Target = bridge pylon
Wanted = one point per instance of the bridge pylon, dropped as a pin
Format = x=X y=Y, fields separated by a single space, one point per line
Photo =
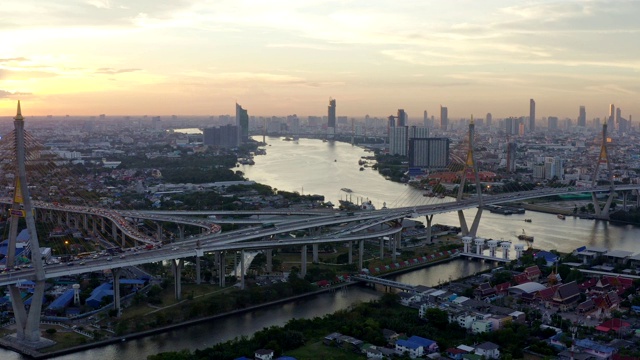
x=603 y=158
x=27 y=322
x=470 y=165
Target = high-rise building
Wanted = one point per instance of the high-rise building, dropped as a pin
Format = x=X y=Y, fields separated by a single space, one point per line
x=398 y=136
x=431 y=153
x=444 y=118
x=402 y=118
x=224 y=136
x=611 y=120
x=553 y=167
x=582 y=117
x=511 y=156
x=331 y=118
x=332 y=113
x=532 y=115
x=242 y=123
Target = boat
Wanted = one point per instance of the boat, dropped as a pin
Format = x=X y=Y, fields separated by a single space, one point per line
x=525 y=237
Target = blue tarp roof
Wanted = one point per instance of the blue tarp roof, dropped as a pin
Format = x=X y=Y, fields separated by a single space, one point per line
x=62 y=301
x=98 y=293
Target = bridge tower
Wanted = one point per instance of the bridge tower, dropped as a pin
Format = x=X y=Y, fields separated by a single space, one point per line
x=470 y=166
x=603 y=158
x=27 y=322
x=493 y=245
x=506 y=246
x=467 y=240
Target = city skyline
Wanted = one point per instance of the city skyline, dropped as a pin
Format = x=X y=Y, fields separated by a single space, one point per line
x=200 y=57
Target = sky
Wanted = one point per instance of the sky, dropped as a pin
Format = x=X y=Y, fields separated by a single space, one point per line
x=281 y=57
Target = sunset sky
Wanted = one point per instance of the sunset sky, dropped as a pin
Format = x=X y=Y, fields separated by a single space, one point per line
x=278 y=57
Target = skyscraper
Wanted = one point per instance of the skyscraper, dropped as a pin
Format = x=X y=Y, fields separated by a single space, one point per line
x=402 y=118
x=611 y=120
x=242 y=123
x=532 y=115
x=444 y=118
x=431 y=153
x=582 y=118
x=332 y=113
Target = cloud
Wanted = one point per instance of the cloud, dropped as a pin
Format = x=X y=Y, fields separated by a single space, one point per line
x=111 y=71
x=4 y=94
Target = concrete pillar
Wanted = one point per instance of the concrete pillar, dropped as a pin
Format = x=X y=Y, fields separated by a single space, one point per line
x=116 y=290
x=242 y=269
x=269 y=253
x=429 y=220
x=303 y=261
x=221 y=273
x=463 y=223
x=181 y=232
x=392 y=239
x=360 y=254
x=198 y=280
x=176 y=266
x=159 y=234
x=114 y=231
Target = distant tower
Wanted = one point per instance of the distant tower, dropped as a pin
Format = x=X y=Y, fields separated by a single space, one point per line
x=532 y=115
x=444 y=118
x=402 y=118
x=582 y=117
x=331 y=124
x=242 y=123
x=612 y=116
x=76 y=294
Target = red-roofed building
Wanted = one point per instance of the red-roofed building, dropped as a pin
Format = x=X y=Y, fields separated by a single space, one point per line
x=616 y=325
x=502 y=288
x=520 y=279
x=588 y=285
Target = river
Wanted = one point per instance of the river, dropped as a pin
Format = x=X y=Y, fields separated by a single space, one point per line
x=315 y=167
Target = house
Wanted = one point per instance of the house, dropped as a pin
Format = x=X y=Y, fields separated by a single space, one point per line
x=483 y=291
x=390 y=336
x=263 y=354
x=331 y=339
x=416 y=346
x=489 y=350
x=616 y=325
x=533 y=273
x=594 y=348
x=549 y=257
x=455 y=353
x=566 y=297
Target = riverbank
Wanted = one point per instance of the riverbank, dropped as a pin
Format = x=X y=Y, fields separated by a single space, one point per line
x=7 y=344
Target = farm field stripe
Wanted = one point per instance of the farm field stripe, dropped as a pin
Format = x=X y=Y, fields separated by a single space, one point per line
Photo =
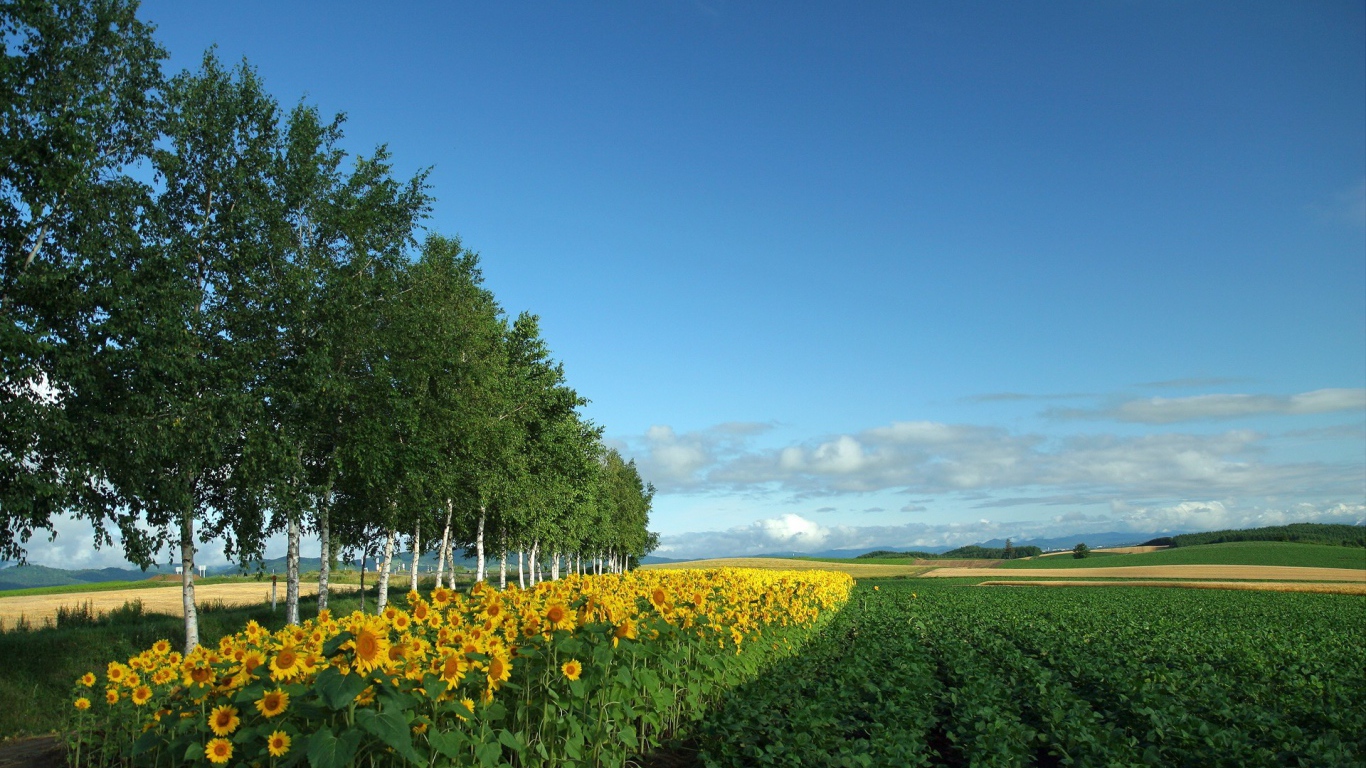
x=37 y=608
x=857 y=570
x=1266 y=573
x=1321 y=588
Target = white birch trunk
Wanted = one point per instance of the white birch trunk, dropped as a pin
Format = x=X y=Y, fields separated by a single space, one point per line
x=325 y=543
x=417 y=550
x=445 y=541
x=478 y=548
x=364 y=555
x=381 y=599
x=191 y=616
x=291 y=574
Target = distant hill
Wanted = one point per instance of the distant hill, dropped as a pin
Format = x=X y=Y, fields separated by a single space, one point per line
x=1332 y=535
x=30 y=576
x=1225 y=554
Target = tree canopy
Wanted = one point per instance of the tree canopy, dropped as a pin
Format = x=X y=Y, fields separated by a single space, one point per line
x=261 y=336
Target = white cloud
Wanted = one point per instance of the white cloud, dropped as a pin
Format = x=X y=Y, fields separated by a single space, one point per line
x=1205 y=407
x=933 y=458
x=675 y=461
x=794 y=533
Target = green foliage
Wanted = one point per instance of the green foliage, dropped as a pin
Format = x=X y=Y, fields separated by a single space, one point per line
x=78 y=81
x=1232 y=554
x=1301 y=532
x=925 y=673
x=971 y=552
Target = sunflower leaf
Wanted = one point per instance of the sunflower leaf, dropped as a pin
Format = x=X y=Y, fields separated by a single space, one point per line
x=336 y=642
x=391 y=727
x=338 y=690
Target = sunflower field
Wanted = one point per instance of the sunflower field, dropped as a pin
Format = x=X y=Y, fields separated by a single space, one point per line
x=578 y=671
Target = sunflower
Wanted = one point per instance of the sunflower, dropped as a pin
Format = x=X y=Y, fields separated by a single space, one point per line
x=454 y=667
x=277 y=744
x=224 y=720
x=500 y=668
x=286 y=664
x=219 y=750
x=440 y=597
x=370 y=649
x=626 y=630
x=559 y=618
x=198 y=675
x=272 y=703
x=250 y=660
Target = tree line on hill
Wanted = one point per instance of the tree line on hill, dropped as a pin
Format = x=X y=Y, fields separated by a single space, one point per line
x=217 y=324
x=1333 y=535
x=970 y=552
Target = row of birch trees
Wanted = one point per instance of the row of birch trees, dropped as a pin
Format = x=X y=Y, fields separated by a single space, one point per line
x=219 y=325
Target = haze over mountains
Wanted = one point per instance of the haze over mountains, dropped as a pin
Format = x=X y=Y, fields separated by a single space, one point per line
x=33 y=574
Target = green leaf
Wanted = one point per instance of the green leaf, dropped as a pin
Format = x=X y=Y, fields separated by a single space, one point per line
x=336 y=642
x=391 y=727
x=448 y=744
x=327 y=750
x=511 y=741
x=338 y=690
x=489 y=753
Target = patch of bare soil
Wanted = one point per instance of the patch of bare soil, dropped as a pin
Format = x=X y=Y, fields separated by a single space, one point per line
x=857 y=570
x=38 y=608
x=1336 y=588
x=1260 y=573
x=33 y=752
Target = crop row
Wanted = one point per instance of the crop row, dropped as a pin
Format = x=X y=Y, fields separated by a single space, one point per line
x=940 y=674
x=578 y=671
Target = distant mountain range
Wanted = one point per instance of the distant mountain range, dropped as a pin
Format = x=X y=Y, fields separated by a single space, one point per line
x=32 y=576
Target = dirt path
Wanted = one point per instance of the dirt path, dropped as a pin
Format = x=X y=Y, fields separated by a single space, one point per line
x=38 y=608
x=1337 y=588
x=855 y=570
x=1264 y=573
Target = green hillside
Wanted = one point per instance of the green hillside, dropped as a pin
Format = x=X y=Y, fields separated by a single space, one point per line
x=1336 y=535
x=1232 y=554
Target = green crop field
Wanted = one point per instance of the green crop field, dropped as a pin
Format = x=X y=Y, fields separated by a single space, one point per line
x=1232 y=554
x=947 y=674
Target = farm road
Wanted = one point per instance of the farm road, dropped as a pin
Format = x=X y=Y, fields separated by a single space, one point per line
x=37 y=608
x=857 y=570
x=1333 y=588
x=1262 y=573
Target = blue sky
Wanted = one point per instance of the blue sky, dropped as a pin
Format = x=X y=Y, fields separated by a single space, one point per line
x=896 y=273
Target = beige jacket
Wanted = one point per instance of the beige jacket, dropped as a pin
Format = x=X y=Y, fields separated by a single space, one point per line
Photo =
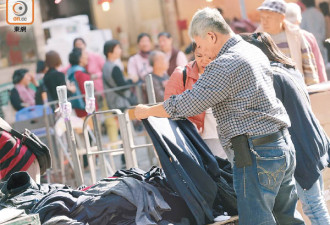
x=300 y=52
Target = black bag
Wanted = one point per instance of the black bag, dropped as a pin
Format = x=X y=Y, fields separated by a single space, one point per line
x=39 y=149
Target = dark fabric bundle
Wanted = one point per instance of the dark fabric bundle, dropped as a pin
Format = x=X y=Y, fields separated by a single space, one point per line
x=191 y=169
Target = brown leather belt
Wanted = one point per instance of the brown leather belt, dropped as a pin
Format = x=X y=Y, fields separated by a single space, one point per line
x=269 y=138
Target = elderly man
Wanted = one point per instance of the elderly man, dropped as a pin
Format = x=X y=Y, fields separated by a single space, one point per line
x=288 y=38
x=251 y=121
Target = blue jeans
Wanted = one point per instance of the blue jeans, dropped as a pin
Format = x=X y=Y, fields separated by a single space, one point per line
x=313 y=203
x=266 y=192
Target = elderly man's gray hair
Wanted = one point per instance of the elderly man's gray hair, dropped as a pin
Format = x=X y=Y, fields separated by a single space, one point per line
x=153 y=55
x=208 y=20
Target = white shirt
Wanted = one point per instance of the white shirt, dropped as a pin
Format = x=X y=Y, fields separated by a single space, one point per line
x=210 y=126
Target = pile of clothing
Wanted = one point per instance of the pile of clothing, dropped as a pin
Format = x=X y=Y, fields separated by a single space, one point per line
x=192 y=187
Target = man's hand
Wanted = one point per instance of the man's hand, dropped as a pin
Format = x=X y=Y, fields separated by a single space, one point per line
x=141 y=112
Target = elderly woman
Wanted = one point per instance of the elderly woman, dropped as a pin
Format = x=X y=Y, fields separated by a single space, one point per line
x=21 y=95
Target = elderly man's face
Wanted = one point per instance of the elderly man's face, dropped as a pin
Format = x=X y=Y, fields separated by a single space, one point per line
x=271 y=21
x=207 y=46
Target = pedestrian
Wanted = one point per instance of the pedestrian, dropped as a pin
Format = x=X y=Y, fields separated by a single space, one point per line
x=293 y=15
x=313 y=21
x=309 y=139
x=158 y=61
x=174 y=56
x=138 y=65
x=288 y=38
x=251 y=121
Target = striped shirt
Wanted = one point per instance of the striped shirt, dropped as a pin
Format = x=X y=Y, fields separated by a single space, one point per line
x=14 y=156
x=238 y=85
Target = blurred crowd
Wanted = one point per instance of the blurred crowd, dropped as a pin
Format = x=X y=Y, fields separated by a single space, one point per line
x=299 y=30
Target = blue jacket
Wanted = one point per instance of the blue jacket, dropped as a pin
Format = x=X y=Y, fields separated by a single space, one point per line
x=308 y=137
x=191 y=169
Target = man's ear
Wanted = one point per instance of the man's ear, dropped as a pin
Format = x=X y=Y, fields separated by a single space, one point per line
x=212 y=37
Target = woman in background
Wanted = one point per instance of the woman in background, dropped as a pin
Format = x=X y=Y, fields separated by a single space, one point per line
x=183 y=79
x=21 y=95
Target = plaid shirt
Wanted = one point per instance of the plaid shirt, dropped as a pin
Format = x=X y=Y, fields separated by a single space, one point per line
x=238 y=85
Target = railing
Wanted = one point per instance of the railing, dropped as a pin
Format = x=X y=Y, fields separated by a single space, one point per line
x=125 y=129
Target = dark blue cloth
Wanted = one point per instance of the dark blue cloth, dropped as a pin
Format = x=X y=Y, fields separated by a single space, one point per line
x=190 y=167
x=308 y=137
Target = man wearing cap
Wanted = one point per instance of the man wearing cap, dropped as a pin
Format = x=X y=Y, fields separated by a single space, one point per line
x=251 y=121
x=288 y=38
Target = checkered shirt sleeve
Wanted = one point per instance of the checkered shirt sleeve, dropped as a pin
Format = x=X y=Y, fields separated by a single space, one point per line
x=238 y=85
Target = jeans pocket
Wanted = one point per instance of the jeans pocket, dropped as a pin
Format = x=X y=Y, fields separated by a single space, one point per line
x=271 y=170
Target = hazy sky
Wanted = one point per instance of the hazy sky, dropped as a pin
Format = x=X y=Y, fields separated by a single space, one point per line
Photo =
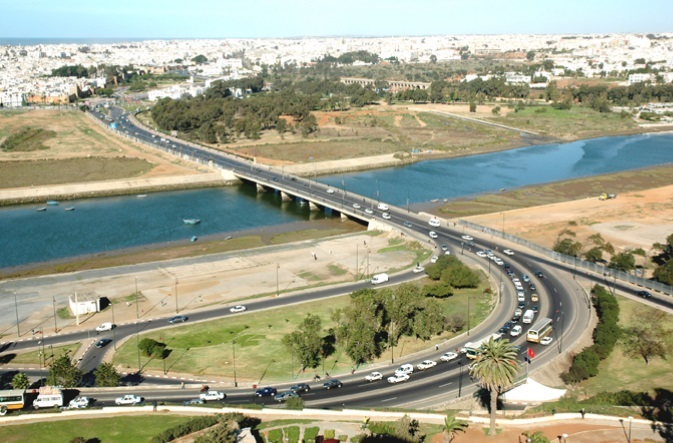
x=295 y=18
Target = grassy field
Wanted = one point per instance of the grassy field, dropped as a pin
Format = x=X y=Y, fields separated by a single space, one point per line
x=208 y=348
x=118 y=429
x=621 y=182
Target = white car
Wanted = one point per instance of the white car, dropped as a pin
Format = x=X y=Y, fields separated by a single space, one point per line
x=129 y=399
x=79 y=402
x=105 y=327
x=449 y=356
x=516 y=331
x=397 y=378
x=212 y=395
x=374 y=376
x=426 y=364
x=239 y=308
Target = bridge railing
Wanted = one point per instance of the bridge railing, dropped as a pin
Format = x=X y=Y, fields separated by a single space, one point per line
x=577 y=263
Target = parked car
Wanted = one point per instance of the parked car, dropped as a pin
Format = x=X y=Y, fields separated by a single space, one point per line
x=177 y=319
x=285 y=396
x=426 y=364
x=103 y=342
x=129 y=399
x=79 y=402
x=239 y=308
x=105 y=327
x=265 y=392
x=212 y=396
x=333 y=383
x=397 y=378
x=301 y=387
x=449 y=356
x=374 y=376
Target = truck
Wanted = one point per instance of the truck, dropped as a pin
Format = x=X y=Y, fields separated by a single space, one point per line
x=528 y=316
x=48 y=397
x=379 y=278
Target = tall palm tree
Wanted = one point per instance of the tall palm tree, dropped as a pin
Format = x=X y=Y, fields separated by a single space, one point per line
x=496 y=367
x=452 y=426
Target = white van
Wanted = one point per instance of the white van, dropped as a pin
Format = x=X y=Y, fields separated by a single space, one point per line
x=379 y=278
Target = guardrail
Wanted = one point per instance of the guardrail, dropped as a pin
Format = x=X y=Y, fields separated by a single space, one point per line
x=577 y=263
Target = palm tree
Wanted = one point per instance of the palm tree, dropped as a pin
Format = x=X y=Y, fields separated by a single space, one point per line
x=496 y=368
x=452 y=426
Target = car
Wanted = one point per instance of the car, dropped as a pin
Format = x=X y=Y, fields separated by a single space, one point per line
x=129 y=399
x=285 y=396
x=79 y=402
x=266 y=392
x=374 y=376
x=177 y=319
x=426 y=364
x=212 y=395
x=103 y=342
x=193 y=401
x=105 y=327
x=397 y=378
x=333 y=383
x=239 y=308
x=300 y=387
x=516 y=331
x=449 y=356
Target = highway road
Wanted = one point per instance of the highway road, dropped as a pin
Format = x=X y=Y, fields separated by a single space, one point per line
x=561 y=299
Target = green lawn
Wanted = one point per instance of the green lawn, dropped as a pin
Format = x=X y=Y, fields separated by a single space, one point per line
x=112 y=429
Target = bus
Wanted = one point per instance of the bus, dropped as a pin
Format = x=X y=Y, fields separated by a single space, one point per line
x=539 y=330
x=11 y=400
x=472 y=349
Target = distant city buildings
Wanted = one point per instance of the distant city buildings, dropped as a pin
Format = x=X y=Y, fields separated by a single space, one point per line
x=25 y=71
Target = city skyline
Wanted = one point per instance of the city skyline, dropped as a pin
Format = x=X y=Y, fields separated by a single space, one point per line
x=172 y=19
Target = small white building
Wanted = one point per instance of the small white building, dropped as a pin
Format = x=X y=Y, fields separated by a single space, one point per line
x=86 y=303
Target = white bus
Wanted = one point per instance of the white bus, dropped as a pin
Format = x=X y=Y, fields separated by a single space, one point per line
x=540 y=330
x=11 y=400
x=472 y=349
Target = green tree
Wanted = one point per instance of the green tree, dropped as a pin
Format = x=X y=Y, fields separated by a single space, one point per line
x=106 y=376
x=452 y=427
x=63 y=372
x=306 y=343
x=496 y=367
x=20 y=381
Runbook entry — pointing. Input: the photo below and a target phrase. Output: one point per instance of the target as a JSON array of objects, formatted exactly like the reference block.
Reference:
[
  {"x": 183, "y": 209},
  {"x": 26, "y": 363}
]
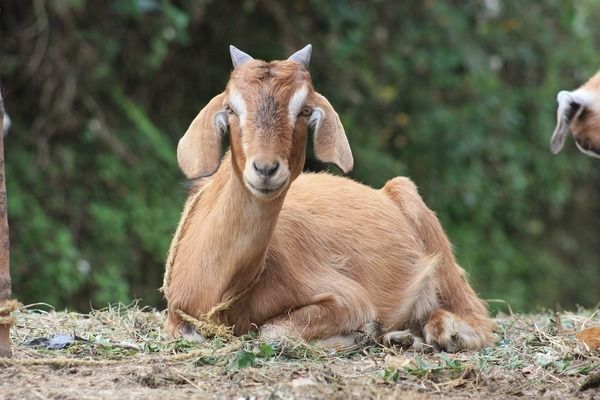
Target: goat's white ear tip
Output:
[{"x": 563, "y": 95}]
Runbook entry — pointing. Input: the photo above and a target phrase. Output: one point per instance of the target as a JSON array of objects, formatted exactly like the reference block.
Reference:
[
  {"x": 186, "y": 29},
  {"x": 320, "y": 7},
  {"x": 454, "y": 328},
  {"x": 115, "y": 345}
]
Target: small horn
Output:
[
  {"x": 302, "y": 56},
  {"x": 238, "y": 57}
]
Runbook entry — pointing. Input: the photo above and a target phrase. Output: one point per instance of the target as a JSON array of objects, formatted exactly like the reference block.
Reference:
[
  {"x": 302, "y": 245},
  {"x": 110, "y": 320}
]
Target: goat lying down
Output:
[
  {"x": 338, "y": 256},
  {"x": 579, "y": 113}
]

-.-.-

EXERCISE DIRECTIONS ▸
For each line in the records that contains the word "blurred", make a copy.

EXERCISE SOLUTION ▸
Target = blurred crowd
Wanted = one point per instance of the blurred crowd, dropped as a pin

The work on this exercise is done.